***** RECORDS SHOWN *****

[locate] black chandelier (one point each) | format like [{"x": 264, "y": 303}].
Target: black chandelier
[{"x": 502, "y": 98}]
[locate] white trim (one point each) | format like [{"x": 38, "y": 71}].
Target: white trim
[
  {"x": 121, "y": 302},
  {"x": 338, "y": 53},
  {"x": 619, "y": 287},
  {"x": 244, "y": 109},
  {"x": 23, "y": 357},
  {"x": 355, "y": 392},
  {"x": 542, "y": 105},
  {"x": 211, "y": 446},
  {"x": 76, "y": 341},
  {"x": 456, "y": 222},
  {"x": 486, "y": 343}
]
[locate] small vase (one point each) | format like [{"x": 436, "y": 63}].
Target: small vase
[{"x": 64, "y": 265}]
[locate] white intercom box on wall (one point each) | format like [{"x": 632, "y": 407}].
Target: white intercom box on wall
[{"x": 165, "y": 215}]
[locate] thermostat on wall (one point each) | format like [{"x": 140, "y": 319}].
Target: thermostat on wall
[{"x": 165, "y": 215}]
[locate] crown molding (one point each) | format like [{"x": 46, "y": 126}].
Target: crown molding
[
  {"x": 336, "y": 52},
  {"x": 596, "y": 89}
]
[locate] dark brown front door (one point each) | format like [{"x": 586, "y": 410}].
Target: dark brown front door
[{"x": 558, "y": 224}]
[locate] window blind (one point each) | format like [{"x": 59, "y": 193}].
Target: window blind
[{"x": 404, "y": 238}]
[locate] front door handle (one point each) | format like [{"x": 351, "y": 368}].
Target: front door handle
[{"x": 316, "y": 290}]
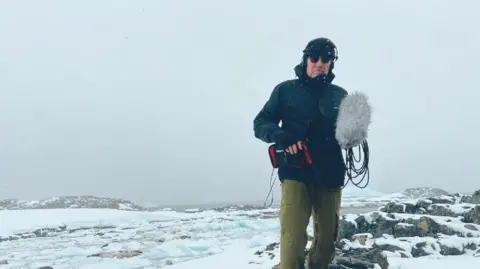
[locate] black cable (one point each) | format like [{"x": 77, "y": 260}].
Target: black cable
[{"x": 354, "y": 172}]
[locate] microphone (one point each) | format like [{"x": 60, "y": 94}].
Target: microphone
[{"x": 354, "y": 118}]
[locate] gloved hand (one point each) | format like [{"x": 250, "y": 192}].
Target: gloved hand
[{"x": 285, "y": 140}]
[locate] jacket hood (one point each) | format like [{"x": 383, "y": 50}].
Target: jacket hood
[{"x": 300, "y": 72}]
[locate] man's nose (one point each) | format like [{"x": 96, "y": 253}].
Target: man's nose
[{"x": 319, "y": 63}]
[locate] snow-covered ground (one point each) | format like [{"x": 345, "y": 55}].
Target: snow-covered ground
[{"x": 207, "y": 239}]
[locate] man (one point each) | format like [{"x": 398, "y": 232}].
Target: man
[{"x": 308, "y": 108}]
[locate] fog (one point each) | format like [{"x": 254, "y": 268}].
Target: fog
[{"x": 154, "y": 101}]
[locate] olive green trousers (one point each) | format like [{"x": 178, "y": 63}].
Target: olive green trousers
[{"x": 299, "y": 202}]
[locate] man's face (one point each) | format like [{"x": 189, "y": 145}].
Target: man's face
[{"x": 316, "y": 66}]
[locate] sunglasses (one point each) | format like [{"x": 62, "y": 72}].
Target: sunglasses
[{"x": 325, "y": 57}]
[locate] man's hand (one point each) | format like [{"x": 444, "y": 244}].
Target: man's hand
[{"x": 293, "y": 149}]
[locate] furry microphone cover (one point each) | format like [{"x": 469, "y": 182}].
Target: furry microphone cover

*****
***** RECORDS SHOWN *****

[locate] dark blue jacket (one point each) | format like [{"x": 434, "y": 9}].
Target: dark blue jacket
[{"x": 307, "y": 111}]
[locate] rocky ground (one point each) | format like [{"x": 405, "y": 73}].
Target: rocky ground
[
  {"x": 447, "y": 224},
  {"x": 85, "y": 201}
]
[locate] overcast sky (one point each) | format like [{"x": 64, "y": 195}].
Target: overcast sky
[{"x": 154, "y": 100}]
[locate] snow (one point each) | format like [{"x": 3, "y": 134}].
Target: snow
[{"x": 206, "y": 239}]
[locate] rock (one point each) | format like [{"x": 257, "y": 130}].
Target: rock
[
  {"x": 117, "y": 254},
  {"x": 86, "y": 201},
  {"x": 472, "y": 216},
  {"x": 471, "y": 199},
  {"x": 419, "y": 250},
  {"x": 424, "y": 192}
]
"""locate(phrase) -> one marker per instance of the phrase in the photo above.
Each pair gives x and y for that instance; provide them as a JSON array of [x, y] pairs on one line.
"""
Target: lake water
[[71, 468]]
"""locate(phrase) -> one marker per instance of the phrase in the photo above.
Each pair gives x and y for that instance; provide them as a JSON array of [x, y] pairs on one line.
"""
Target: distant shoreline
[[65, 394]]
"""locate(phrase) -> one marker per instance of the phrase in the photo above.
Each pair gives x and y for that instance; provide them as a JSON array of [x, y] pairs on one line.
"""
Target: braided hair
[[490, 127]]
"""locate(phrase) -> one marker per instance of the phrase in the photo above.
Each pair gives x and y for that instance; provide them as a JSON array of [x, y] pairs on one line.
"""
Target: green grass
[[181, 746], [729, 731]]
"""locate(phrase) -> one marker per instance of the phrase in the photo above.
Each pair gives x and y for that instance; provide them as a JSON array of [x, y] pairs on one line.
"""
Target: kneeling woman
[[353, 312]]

*****

● PROBLEM REQUIREMENTS: Write out, from the lines above, only those from the line with "[locate] black chandelier" to the line with "[locate] white intercom", exactly as given, including the first and the last.

● RESULT OF THE EXERCISE:
[locate] black chandelier (one point each) | format like [{"x": 264, "y": 303}].
Target: black chandelier
[{"x": 502, "y": 98}]
[locate] white trim (one point each) | format like [{"x": 38, "y": 71}].
Target: white trim
[
  {"x": 121, "y": 302},
  {"x": 338, "y": 53},
  {"x": 619, "y": 287},
  {"x": 244, "y": 109},
  {"x": 23, "y": 357},
  {"x": 355, "y": 392},
  {"x": 542, "y": 105},
  {"x": 211, "y": 446},
  {"x": 76, "y": 341},
  {"x": 456, "y": 222},
  {"x": 486, "y": 343}
]
[locate] small vase (one point each) | format like [{"x": 436, "y": 63}].
Target: small vase
[{"x": 64, "y": 265}]
[locate] white intercom box on wall (one point each) | format like [{"x": 632, "y": 407}].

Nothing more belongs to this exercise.